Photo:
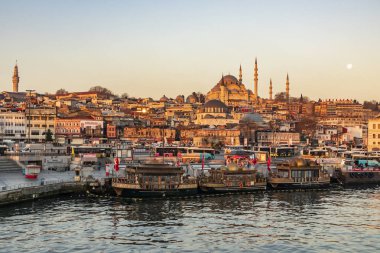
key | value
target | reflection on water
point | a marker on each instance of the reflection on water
(337, 220)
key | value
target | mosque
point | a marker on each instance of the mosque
(232, 92)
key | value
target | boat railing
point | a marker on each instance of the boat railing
(153, 185)
(14, 187)
(305, 179)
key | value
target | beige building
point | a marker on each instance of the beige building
(276, 138)
(231, 91)
(215, 113)
(374, 134)
(39, 121)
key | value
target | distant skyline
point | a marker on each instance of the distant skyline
(153, 48)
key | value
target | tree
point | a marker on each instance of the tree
(61, 92)
(49, 136)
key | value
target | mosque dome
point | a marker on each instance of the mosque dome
(229, 79)
(215, 106)
(253, 118)
(191, 99)
(164, 99)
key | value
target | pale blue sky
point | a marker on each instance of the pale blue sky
(151, 48)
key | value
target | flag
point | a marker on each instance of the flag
(107, 170)
(116, 166)
(203, 161)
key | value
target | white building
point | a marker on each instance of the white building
(12, 125)
(39, 121)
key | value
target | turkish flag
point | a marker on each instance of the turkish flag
(268, 163)
(116, 166)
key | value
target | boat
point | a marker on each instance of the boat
(359, 170)
(231, 178)
(298, 174)
(154, 179)
(32, 171)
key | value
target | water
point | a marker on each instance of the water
(329, 221)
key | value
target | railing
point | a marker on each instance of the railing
(34, 184)
(153, 185)
(36, 153)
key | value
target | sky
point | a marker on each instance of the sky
(155, 48)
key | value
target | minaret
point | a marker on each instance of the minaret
(15, 79)
(270, 90)
(287, 87)
(222, 90)
(240, 75)
(255, 79)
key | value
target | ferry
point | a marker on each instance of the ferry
(298, 174)
(359, 170)
(185, 154)
(231, 178)
(154, 179)
(31, 171)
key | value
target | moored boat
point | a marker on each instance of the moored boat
(298, 174)
(231, 178)
(359, 171)
(154, 180)
(32, 171)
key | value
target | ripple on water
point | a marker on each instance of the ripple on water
(345, 220)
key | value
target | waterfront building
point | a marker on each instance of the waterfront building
(78, 127)
(264, 138)
(149, 134)
(12, 125)
(79, 95)
(215, 113)
(373, 134)
(15, 78)
(211, 137)
(39, 121)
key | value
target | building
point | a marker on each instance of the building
(215, 113)
(15, 79)
(373, 134)
(276, 138)
(71, 128)
(39, 121)
(12, 125)
(232, 91)
(211, 137)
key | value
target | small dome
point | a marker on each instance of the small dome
(164, 99)
(229, 79)
(232, 167)
(191, 99)
(215, 104)
(253, 118)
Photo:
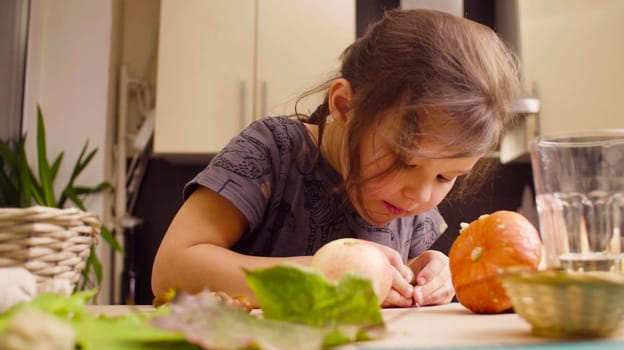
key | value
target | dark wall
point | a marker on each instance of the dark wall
(159, 199)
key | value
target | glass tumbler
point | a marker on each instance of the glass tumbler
(579, 185)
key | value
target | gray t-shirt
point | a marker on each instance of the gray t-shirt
(270, 173)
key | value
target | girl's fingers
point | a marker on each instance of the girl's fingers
(394, 299)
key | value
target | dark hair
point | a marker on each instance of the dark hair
(447, 78)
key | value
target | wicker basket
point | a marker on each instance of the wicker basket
(562, 304)
(51, 243)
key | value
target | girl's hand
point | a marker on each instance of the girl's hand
(402, 292)
(433, 283)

(Task to complete):
Once you reach the line with "point | a marker on each instance of the white" in the data above, copy it and every line after it exactly, up to and including the line with "target | waterfront building".

(Task output):
point | a marker on each instance of the white building
(12, 125)
(39, 121)
key | value
target | turkish flag
point | a marker on each instance of the turkish flag
(268, 163)
(116, 166)
key | value
target | boat
point | a marker on each instance of the boat
(359, 170)
(231, 178)
(298, 174)
(154, 179)
(32, 171)
key | value
target | water
point | a marker on each instance of the water
(329, 221)
key | value
target | railing
point | a marker on each instance of the railing
(34, 184)
(153, 185)
(36, 153)
key | value
target | sky
point | a marker on each instance of the sky
(155, 48)
key | value
target | minaret
point | a marker on each instance of the minaret
(15, 79)
(270, 90)
(287, 87)
(222, 90)
(240, 75)
(255, 79)
key | value
target | ferry
point | a marker on each instance of the ferry
(298, 174)
(359, 170)
(185, 154)
(231, 178)
(154, 179)
(31, 171)
key | value
target | moored boat
point | a marker on each instance of the moored boat
(298, 174)
(231, 178)
(359, 171)
(154, 180)
(32, 171)
key | value
target | ripple on water
point | a marker on each instance of the ripple on water
(345, 220)
key | value
target | waterfront building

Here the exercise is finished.